WHAT TO WORK ON: Pick out every line in the records below that contains the string "slate", and copy each one. Case counts.

DATA FOR THIS TASK:

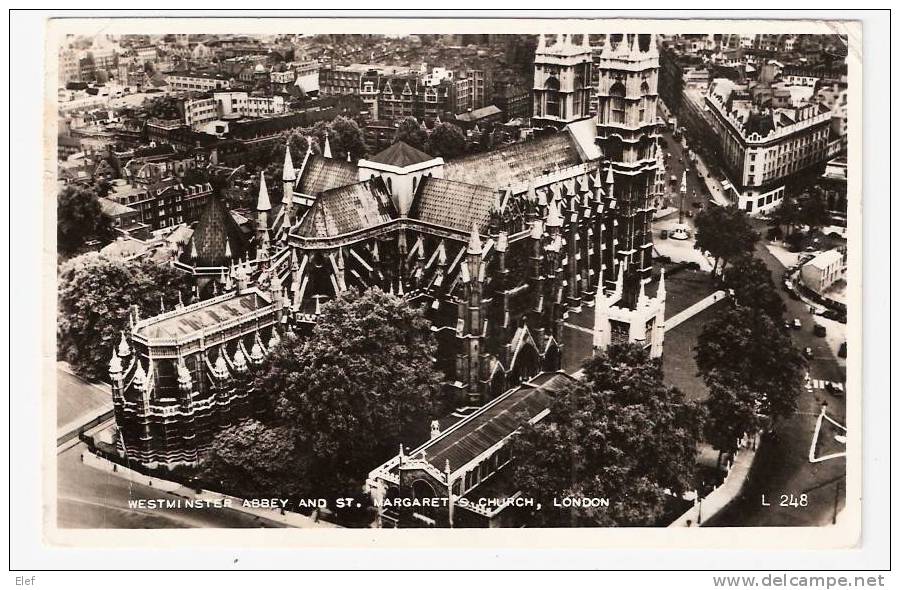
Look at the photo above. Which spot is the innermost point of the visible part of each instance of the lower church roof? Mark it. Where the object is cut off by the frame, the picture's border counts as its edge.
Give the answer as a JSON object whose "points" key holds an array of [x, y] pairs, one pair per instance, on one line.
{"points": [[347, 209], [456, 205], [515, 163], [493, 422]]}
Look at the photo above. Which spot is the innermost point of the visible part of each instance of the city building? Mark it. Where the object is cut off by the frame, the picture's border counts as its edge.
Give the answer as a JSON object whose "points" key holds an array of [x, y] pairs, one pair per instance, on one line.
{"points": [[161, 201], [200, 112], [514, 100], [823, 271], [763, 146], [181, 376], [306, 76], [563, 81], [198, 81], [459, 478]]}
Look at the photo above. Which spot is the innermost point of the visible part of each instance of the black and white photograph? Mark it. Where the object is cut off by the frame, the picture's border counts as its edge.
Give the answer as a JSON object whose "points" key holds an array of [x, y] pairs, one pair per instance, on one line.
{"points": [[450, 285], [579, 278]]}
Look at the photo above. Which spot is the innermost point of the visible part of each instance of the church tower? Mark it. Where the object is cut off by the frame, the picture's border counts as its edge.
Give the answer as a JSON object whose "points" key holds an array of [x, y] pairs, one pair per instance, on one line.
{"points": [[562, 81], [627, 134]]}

...

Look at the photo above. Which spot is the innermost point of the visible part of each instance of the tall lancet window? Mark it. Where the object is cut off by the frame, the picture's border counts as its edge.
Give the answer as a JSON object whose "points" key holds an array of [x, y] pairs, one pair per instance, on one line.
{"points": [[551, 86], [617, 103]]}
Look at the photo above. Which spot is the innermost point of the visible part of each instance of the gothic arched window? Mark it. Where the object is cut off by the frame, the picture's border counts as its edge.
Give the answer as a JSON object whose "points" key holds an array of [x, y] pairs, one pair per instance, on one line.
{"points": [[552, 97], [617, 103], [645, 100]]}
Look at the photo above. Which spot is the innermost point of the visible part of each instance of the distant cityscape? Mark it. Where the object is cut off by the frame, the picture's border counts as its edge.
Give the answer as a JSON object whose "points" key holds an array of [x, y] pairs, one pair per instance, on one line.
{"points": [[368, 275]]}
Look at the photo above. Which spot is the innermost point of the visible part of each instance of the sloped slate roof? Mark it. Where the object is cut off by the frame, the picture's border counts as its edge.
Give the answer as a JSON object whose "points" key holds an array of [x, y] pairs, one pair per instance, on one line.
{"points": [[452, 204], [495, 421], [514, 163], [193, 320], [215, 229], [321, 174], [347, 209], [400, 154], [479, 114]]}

--

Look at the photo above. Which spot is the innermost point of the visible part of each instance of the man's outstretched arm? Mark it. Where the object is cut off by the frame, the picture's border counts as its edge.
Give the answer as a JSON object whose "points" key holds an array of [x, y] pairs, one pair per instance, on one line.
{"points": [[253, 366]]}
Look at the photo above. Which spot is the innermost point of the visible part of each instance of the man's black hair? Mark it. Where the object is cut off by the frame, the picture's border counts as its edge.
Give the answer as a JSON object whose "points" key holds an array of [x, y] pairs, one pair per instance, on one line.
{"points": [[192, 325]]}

OUTPUT FOR THIS EXERCISE:
Look at the photo above. Which spot is the innermost point of the visible part of each instance of the sloped slate roof? Mark it. Where the object is cut off by the frame, the picture's border counts as its edge.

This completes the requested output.